Information supplied:
◆ ◆ ◆
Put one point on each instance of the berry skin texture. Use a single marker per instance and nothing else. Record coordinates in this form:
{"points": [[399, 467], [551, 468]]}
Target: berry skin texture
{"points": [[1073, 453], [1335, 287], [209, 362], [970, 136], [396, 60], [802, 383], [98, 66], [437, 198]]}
◆ ◆ ◆
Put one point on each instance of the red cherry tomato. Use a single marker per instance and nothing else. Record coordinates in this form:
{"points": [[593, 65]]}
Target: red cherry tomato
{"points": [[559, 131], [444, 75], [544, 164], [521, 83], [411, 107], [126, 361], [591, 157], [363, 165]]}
◆ ◆ ◆
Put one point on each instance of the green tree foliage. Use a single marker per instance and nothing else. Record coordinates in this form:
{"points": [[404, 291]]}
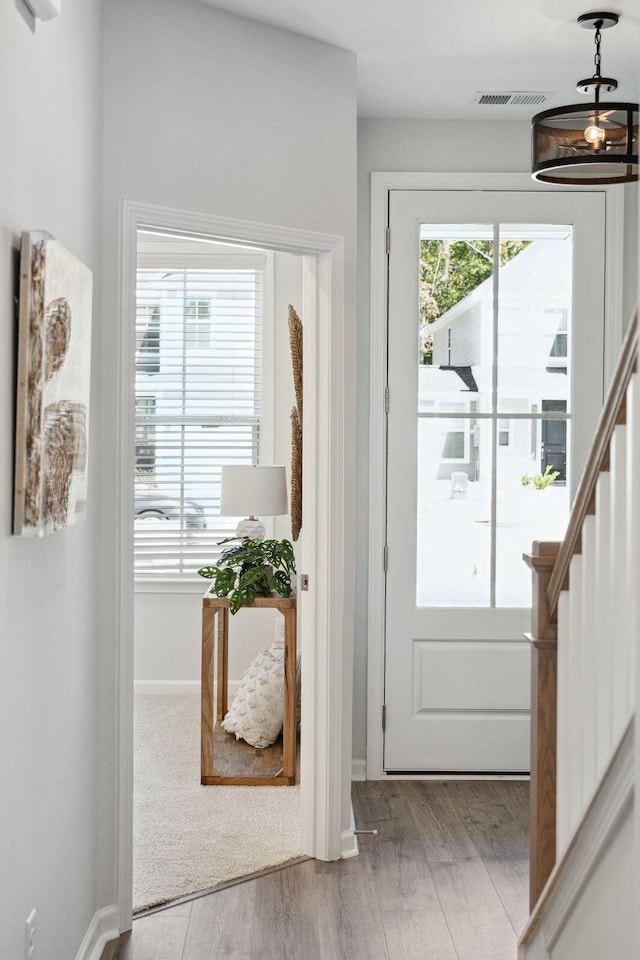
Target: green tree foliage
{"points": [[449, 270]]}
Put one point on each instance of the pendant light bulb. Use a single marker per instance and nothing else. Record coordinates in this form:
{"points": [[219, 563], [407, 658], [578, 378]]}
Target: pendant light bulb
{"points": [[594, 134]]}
◆ ◆ ◆
Please replace "red cherry tomato" with "yellow cherry tomato" in the data starting at the line containing "Put one point on each instance of the red" and ending at the line containing "Target: red cherry tomato", leaving everything else unchanged. Return only those lines.

Put one point on each instance of the yellow cherry tomato. Use a single marker per instance and nothing else. Record coordinates in this form:
{"points": [[593, 65]]}
Target: yellow cherry tomato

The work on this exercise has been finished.